Task instructions: Reproduce word for word the part of the material below that begins at the line containing "Indicate each instance of the frost" and ends after the line containing "column 417, row 102".

Material shown:
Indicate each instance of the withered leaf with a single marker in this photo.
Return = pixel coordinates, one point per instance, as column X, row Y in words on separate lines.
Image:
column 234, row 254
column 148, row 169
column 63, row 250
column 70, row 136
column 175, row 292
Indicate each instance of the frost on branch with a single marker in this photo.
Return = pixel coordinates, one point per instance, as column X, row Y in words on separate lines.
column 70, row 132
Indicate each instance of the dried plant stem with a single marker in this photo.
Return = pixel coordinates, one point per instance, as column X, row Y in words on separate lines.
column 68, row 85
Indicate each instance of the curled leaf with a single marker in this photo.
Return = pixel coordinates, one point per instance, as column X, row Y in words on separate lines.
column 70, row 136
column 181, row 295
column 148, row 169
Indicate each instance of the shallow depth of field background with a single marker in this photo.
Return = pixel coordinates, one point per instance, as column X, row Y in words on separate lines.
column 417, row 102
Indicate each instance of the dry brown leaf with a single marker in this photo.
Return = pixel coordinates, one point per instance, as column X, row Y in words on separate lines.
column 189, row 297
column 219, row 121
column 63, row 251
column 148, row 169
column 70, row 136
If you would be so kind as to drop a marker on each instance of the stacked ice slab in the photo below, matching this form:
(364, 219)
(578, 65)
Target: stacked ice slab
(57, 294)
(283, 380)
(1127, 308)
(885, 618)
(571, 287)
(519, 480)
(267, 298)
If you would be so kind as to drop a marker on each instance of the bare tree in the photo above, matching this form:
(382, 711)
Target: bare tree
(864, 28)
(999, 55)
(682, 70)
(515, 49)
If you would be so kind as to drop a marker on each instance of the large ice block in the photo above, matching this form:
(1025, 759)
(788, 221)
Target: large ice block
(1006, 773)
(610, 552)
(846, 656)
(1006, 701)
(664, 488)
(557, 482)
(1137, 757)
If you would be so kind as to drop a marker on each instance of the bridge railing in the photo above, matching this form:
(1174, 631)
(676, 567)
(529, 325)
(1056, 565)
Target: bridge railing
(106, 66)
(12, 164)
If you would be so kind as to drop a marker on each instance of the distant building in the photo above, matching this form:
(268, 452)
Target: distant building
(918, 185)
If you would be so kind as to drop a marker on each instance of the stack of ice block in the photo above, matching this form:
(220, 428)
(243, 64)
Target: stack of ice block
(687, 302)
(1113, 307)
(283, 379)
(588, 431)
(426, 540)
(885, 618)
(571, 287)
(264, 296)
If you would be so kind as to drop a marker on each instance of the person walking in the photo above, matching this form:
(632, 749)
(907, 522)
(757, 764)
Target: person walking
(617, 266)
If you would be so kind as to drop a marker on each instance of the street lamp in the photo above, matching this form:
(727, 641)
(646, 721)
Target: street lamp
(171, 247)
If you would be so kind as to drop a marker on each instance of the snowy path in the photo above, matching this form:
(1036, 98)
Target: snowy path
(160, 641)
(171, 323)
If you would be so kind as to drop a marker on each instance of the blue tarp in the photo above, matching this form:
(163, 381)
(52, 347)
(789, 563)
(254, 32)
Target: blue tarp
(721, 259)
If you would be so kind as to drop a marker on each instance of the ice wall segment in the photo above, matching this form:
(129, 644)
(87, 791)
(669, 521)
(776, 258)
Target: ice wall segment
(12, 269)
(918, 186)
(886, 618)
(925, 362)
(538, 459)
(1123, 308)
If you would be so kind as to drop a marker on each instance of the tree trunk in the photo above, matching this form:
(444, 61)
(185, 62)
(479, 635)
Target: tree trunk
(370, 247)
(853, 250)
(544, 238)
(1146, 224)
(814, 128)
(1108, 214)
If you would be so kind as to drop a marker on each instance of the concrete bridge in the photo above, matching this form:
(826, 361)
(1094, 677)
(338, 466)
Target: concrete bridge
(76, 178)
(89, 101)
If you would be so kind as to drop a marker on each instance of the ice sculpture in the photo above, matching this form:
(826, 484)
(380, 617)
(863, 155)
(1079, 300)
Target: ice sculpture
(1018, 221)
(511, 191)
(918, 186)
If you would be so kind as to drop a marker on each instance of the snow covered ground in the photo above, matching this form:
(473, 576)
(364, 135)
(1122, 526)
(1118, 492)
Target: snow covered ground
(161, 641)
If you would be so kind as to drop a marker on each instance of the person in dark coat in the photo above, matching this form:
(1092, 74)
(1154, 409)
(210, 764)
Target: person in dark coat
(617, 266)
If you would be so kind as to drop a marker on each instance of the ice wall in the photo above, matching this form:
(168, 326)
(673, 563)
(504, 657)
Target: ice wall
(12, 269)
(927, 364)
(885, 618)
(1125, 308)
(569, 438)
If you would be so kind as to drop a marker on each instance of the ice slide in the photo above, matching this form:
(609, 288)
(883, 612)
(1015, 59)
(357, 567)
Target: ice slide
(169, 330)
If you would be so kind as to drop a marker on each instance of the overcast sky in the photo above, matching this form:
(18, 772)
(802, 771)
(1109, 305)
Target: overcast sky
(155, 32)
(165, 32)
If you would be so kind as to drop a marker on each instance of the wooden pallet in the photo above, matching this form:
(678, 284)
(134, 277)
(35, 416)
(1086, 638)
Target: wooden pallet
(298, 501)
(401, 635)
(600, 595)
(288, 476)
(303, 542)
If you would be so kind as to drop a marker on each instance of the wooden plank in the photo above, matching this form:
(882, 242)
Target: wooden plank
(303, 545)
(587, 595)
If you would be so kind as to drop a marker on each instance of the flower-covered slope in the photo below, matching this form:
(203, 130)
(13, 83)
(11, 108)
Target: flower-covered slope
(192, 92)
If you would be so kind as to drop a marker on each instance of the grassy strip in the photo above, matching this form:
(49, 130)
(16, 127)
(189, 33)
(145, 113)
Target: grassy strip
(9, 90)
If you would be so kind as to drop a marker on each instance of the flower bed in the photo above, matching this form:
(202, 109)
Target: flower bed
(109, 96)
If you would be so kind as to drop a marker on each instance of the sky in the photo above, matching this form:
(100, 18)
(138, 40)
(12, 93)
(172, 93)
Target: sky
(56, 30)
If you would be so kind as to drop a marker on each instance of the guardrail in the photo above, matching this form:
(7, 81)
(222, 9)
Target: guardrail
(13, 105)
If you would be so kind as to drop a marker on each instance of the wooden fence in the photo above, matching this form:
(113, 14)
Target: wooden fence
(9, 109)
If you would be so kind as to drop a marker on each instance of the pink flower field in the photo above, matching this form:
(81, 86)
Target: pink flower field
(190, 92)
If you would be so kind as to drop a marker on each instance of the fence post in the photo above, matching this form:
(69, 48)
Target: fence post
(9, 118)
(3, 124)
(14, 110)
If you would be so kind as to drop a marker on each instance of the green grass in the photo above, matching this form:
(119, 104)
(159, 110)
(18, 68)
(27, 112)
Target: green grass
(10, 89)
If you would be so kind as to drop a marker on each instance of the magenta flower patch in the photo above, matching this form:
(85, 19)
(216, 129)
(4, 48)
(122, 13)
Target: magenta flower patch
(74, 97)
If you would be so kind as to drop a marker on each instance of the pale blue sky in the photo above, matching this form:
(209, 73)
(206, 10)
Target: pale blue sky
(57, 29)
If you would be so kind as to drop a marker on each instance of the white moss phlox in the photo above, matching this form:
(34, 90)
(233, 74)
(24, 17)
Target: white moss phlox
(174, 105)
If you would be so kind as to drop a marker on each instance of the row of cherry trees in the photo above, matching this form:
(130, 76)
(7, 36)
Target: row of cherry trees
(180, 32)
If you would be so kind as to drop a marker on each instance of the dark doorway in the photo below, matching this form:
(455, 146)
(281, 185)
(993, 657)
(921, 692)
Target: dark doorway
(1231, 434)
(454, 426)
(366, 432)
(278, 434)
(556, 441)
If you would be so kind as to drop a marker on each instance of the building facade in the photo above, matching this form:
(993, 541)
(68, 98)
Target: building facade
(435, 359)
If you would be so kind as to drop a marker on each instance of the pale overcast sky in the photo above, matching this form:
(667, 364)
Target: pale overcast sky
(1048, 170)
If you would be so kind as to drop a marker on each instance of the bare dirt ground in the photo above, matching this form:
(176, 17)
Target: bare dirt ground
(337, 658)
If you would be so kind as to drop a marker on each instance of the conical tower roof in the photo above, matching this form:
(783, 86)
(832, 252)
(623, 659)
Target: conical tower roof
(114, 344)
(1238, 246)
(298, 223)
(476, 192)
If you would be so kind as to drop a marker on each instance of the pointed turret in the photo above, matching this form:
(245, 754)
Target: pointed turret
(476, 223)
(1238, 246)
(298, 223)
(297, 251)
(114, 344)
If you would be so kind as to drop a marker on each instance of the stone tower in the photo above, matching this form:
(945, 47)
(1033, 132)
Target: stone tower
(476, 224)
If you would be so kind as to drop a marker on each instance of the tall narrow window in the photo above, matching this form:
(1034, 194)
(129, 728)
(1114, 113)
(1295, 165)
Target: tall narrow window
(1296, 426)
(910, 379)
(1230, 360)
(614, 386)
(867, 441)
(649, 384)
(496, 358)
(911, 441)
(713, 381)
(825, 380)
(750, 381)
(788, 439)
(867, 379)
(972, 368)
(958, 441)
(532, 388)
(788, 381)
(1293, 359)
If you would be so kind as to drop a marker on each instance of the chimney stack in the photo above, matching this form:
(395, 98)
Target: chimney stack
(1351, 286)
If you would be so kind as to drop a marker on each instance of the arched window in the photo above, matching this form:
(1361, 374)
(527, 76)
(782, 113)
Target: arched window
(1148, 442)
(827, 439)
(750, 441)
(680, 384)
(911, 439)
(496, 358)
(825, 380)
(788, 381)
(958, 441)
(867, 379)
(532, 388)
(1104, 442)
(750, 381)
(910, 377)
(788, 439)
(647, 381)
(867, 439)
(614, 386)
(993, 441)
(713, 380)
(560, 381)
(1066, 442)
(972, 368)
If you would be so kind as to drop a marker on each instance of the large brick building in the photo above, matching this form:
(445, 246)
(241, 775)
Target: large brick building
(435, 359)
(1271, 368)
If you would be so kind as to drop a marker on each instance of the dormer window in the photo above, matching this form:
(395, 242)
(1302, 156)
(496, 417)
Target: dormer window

Task solution:
Indicate each instance of the frost on branch with a single marker in this photo.
Return = pixel coordinates, one point per instance, as column X, row Y in words on separate lines.
column 70, row 132
Indicate each instance of the dried plant stem with a single marker in this photo.
Return = pixel coordinates, one point per instance, as column X, row Y in words on separate lines.
column 68, row 85
Indicate each instance of the curled leaf with a single marker in this photo.
Return = pixel coordinates, one point per instance, as column X, row Y in words on separate lines.
column 70, row 136
column 181, row 295
column 148, row 169
Indicate each instance of the shallow depth of field background with a single marker in this photo.
Return = pixel coordinates, one point per instance, as column X, row Y in words on separate lines.
column 417, row 102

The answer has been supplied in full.